* Short task *
Retype the data below without altering anything.

* Recorded information *

☆ ☆ ☆

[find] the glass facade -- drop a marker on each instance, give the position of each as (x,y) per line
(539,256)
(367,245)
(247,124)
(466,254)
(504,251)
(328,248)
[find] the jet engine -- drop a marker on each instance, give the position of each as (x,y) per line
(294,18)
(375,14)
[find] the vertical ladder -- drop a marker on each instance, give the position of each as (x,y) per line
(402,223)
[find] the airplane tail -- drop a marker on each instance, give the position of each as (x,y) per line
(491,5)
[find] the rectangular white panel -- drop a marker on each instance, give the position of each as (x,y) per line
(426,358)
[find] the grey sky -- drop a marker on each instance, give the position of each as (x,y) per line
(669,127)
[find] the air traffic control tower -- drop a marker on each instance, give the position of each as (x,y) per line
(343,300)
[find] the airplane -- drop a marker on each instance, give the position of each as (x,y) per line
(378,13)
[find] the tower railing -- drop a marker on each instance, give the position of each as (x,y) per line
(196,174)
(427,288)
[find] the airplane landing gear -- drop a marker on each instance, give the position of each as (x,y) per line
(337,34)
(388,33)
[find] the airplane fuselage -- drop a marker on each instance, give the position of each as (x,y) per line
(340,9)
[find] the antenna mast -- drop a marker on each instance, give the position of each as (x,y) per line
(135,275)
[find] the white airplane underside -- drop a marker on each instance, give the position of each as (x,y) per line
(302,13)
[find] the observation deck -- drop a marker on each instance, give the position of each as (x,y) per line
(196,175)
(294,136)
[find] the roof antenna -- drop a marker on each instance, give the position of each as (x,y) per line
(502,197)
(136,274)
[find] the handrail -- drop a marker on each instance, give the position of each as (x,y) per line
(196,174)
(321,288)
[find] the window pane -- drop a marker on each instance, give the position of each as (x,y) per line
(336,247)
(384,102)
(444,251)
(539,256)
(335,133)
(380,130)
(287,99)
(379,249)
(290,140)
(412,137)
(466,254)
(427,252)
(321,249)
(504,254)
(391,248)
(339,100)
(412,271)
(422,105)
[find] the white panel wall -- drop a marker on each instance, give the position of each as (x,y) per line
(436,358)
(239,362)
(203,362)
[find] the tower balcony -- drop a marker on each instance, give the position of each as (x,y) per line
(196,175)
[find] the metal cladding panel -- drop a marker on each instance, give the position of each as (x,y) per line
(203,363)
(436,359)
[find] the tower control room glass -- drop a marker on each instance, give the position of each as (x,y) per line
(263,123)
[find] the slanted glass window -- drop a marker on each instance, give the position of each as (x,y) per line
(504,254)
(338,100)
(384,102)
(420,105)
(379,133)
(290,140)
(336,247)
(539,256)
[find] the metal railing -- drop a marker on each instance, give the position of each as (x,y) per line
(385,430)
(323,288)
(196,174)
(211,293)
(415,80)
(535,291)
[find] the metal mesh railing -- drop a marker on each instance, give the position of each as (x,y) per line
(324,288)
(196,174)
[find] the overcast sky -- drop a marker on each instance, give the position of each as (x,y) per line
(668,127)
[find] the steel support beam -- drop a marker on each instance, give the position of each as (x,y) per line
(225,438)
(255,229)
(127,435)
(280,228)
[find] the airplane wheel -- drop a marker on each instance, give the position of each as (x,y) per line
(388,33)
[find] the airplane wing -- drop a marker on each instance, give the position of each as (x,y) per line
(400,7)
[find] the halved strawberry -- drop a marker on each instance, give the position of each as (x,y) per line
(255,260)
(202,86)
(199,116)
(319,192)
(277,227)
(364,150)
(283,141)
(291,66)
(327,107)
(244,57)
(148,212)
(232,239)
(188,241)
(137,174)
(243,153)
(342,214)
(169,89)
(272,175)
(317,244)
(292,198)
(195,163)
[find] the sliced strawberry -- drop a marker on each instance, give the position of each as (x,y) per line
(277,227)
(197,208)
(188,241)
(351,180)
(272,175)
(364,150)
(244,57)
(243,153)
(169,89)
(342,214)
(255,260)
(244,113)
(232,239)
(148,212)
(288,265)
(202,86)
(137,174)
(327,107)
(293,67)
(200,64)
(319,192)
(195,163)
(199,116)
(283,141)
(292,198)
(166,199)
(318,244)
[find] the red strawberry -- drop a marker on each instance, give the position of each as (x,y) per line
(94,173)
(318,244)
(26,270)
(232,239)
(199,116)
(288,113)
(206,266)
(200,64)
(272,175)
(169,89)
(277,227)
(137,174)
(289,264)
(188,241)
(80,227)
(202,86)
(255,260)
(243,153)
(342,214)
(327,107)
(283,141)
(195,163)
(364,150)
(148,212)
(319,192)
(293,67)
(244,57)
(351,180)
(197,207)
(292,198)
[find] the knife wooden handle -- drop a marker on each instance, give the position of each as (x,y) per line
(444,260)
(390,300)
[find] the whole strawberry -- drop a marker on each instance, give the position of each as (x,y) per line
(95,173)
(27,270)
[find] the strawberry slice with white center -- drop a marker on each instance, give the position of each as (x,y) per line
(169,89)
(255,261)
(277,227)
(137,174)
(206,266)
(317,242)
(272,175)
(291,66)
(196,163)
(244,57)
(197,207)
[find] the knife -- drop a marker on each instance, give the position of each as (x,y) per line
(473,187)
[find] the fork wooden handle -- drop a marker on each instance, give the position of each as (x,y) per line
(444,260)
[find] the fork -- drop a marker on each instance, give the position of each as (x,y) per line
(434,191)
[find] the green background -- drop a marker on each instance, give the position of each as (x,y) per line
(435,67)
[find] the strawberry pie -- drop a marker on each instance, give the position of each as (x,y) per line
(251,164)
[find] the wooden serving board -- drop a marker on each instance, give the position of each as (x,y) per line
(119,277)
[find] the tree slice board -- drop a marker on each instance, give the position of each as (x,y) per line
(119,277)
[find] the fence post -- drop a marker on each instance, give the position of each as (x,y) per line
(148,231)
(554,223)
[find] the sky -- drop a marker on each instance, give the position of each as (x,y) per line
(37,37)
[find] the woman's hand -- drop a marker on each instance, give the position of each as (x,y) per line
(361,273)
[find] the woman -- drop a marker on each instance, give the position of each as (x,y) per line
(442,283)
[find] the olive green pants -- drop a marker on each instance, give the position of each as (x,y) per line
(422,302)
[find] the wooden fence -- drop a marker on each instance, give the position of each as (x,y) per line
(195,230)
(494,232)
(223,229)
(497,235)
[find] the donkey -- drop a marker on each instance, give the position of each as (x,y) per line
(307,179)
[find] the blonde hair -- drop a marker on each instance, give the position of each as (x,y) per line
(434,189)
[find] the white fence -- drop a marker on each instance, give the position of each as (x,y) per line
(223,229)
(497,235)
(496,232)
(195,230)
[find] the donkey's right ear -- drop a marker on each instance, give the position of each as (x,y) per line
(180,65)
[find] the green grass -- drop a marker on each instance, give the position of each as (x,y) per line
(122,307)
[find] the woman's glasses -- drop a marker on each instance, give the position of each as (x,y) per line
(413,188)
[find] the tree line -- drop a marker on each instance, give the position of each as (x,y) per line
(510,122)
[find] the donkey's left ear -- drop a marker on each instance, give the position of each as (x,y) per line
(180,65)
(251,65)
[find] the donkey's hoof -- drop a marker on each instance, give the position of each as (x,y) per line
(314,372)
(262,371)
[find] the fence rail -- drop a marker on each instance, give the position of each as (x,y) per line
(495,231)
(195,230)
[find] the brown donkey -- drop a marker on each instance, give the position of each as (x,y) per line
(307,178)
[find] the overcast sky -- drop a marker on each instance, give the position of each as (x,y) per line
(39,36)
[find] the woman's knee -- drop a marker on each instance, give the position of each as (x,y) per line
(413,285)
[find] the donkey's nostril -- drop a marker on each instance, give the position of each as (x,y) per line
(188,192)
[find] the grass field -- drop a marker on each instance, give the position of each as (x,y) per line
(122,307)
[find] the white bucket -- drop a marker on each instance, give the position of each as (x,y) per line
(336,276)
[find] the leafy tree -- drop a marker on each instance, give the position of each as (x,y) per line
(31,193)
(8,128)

☆ ☆ ☆

* Exercise output *
[find] the glass facade -- drop a marker on each instance, give the position of each as (x,y) per line
(539,256)
(367,245)
(247,124)
(466,254)
(504,251)
(328,248)
[find] the jet engine -- drop a marker on each instance, give the position of each as (x,y) per line
(294,18)
(375,14)
[find] the vertical ladder -- drop a marker on each instance, give the position of each as (x,y) per line
(402,223)
[find] the airplane tail -- drop a marker on each instance, give the position of each as (x,y) per line
(491,5)
[find] the rectangular white panel -- drop a marker on each instance, give the position of each as (x,y) per line
(426,358)
[find] the grey sky -- drop a marker on each instance, give the position of each as (x,y) per line
(669,127)
[find] the air traffic control tower -- drop a marker on each instance, give the position of each as (x,y) per line
(343,300)
[find] the airplane -- drop a marker on each instance, give the position of each as (x,y) per line
(378,13)
[find] the tower railing -- drop a marker on each instance, give the position of each as (x,y) per line
(196,174)
(427,288)
[find] the airplane landing gear -- drop a marker on each instance, give the position of each as (x,y) per line
(337,34)
(388,33)
[find] the airplane fuselage -- drop a marker on each instance, give the position of each as (x,y) per line
(340,9)
[find] the antenna mast -- drop a marker on each instance, give the position of each as (x,y) per line
(135,275)
[find] the white airplane underside -- drop a marker on each instance, give the position of each as (x,y) per line
(302,13)
[find] the observation deck -- drop a marker on each instance, give the position of each as (x,y) per line
(196,175)
(294,136)
[find] the roof antenna -- drop a marker on each instance, give the position of each as (x,y) per line
(502,197)
(136,274)
[find] the handrail -- drop a marker on each instance, give the position of each as (x,y) per line
(196,174)
(321,288)
[find] the window pane -- drop a marker on each instance, give the position of each as (x,y) per line
(336,247)
(384,102)
(444,251)
(539,256)
(335,133)
(380,130)
(287,99)
(379,249)
(290,140)
(412,137)
(466,254)
(427,252)
(321,249)
(504,254)
(391,248)
(339,100)
(412,271)
(422,105)
[find] the white panel wall -- drop a marker on each instance, give the position of each as (x,y) per line
(436,358)
(239,362)
(203,362)
[find] the tower balcony -- drop a marker on each instance, give the position of each as (x,y) per line
(196,175)
[find] the metal cladding panel -- drop a marker on each instance, give the position of each as (x,y) per line
(203,363)
(436,359)
[find] the tower control room glass -- drop a marker on each instance, give the position of each as (x,y) per line
(263,123)
[find] the slanted glass window -- drop a marker on each instance, give the position of each as (x,y) per line
(504,254)
(338,100)
(384,102)
(420,105)
(379,133)
(290,140)
(336,247)
(539,256)
[find] the metal railing -- drop a marker on each instance, give the position of each as (x,y) per line
(385,430)
(323,288)
(196,174)
(211,293)
(415,80)
(535,291)
[find] the metal mesh railing -- drop a marker on each instance, give the position of each as (x,y) per line
(324,288)
(196,174)
[find] the overcast sky -- drop a marker on each instance, give the position of each as (x,y) per line
(668,127)
[find] the steel support beam -- drop a marker on each instance, give the position of each as (x,y) per line
(225,438)
(255,229)
(127,435)
(280,228)
[find] the airplane wheel -- drop a marker on each instance, give the position of each as (x,y) per line
(388,33)
[find] the airplane wing -- drop a marker on each instance, give the position of each as (x,y) per line
(400,7)
[find] the halved strawberry -- drop a marker on each instance, give the position of each as (x,y) per line
(255,260)
(202,86)
(199,116)
(319,192)
(277,227)
(364,150)
(283,141)
(291,66)
(327,107)
(244,57)
(148,212)
(232,239)
(188,241)
(137,174)
(243,153)
(342,214)
(169,89)
(272,175)
(317,244)
(292,198)
(195,163)
[find] the sliced strawberry -- drop a marker on each instance, give the position of each as (x,y) per line
(277,227)
(197,208)
(188,241)
(351,180)
(272,175)
(364,150)
(244,57)
(243,153)
(169,89)
(342,214)
(255,260)
(244,113)
(232,239)
(148,212)
(288,265)
(202,86)
(137,174)
(327,107)
(293,67)
(200,64)
(319,192)
(195,163)
(199,116)
(283,141)
(292,198)
(166,199)
(318,244)
[find] the red strawberry -- drop a marker on each instance, give the position of each as (x,y) per line
(94,173)
(318,244)
(26,270)
(232,239)
(199,116)
(288,113)
(206,266)
(200,64)
(272,175)
(169,89)
(277,227)
(137,174)
(289,264)
(188,241)
(80,227)
(202,86)
(255,260)
(243,153)
(342,214)
(327,107)
(283,141)
(195,163)
(364,150)
(148,212)
(319,192)
(293,67)
(244,57)
(351,180)
(197,207)
(292,198)
[find] the knife wooden handle -- drop a marker on each instance, give the position of each as (x,y) per line
(444,260)
(390,300)
[find] the whole strawberry -- drop a marker on each instance, give the position of each as (x,y) per line
(95,173)
(27,270)
[find] the strawberry slice with white center -- drop a marker on each instance, give the position of each as (x,y) per line
(169,89)
(255,261)
(277,227)
(137,174)
(206,266)
(317,242)
(272,175)
(291,66)
(196,163)
(244,57)
(197,207)
[find] the knife -- drop a marker on each instance, give the position of each as (x,y) per line
(473,187)
[find] the fork wooden handle -- drop a marker on each instance, give the position of each as (x,y) per line
(444,260)
[find] the fork -- drop a marker on each instance, give the position of each as (x,y) per line
(434,191)
[find] the green background -- drop a marker on each instance, give the position of each as (x,y) per line
(435,67)
[find] the strawberry pie -- drop a marker on each instance, give the position of each as (x,y) per line
(251,164)
[find] the wooden serving board -- drop a marker on each instance, give the position of each as (x,y) per line
(119,277)
[find] the tree slice board -- drop a marker on each instance, give the position of each as (x,y) per line
(119,277)
[find] the fence post -- drop a marker on each instance, give the position of each as (x,y) per line
(148,231)
(554,223)
[find] the sky -- drop a marker on each instance, give the position of each as (x,y) per line
(37,37)
[find] the woman's hand -- drop a marker on each instance, give the position of each as (x,y) per line
(361,273)
[find] the woman -- drop a marker on each instance, give the position of each as (x,y) per line
(442,283)
[find] the olive green pants -- drop a marker on each instance, give the position of each as (x,y) per line
(422,302)
[find] the wooden fence -- drop a marker on each instance, give the position of each as (x,y) per line
(195,230)
(494,232)
(223,229)
(497,235)
[find] the donkey -- drop a marker on each instance, give the position of each as (x,y) per line
(307,179)
[find] the blonde hair -- drop a marker on each instance, give the position of each as (x,y) per line
(434,189)
[find] the white fence -- drop a marker on each instance, give the position of each as (x,y) per line
(223,229)
(497,235)
(496,232)
(195,230)
[find] the donkey's right ear -- drop a marker on each instance, give the position of each as (x,y) per line
(180,65)
[find] the green grass -- drop a marker on each instance, give the position of each as (x,y) per line
(122,307)
[find] the woman's glasses -- drop a marker on each instance, give the position of each as (x,y) per line
(413,188)
[find] the tree line -- drop a marker on each instance, give the position of each as (x,y) per line
(510,122)
[find] the donkey's left ear -- drop a marker on each instance, give the position of each as (x,y) per line
(180,65)
(251,65)
[find] the donkey's hoof -- drop a marker on each instance, give the position of each as (x,y) per line
(314,372)
(262,371)
[find] the fence rail -- drop a marker on each instance, give the position of each as (x,y) per line
(495,231)
(195,230)
[find] the brown donkey -- drop a marker on each instance, give the position of each as (x,y) per line
(307,178)
[find] the overcast sky -- drop a marker on each instance, give the position of each as (x,y) per line
(39,36)
[find] the woman's knee -- drop a marker on each instance, give the position of each as (x,y) per line
(413,285)
[find] the donkey's nostril -- drop a marker on each instance, give the position of each as (x,y) per line
(188,192)
[find] the grass field -- drop a marker on each instance, give the position of each as (x,y) per line
(122,307)
[find] the white bucket -- drop a marker on each instance, give the position of each as (x,y) per line
(336,276)
[find] the leafy tree -- drop a marker on each instance, give the position of each as (x,y) per line
(31,193)
(8,128)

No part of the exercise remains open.